## [Material provided]
────────────────────

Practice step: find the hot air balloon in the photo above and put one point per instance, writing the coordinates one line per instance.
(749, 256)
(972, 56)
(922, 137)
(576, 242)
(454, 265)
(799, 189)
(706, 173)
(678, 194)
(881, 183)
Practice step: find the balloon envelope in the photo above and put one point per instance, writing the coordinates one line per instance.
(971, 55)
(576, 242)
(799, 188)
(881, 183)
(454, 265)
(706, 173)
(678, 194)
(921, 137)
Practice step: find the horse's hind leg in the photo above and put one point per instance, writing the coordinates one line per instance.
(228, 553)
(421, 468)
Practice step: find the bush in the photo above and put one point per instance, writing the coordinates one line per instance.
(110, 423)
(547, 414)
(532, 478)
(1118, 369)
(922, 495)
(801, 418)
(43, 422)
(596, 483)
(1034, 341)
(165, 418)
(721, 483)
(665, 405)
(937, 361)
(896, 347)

────────────────────

## [Short exercise]
Copy all of the records above again, replacing "Practice step" with "Exercise" wherever it appears and leaving everything else unchanged.

## [Solution for this task]
Exercise: find the hot air balloon in the photo above and put one point per instance, writing the coordinates one line per instance.
(749, 256)
(972, 56)
(922, 137)
(576, 242)
(454, 265)
(799, 189)
(706, 173)
(678, 194)
(881, 183)
Exercise: find the balloon envelope in the photo above and put one point per instance, writing the coordinates one line per instance.
(971, 55)
(576, 242)
(799, 188)
(881, 183)
(454, 265)
(706, 173)
(678, 194)
(921, 137)
Exercise: find the horse's hind leg in the photo above and put one point per instance, writing the coordinates one line per instance.
(228, 553)
(421, 468)
Exercise: find the bush in the photo above and put one point per instance, writing the coordinates one line per instance.
(110, 423)
(547, 414)
(532, 478)
(1118, 369)
(922, 495)
(801, 418)
(43, 422)
(596, 483)
(1034, 341)
(165, 418)
(721, 483)
(665, 405)
(937, 361)
(896, 347)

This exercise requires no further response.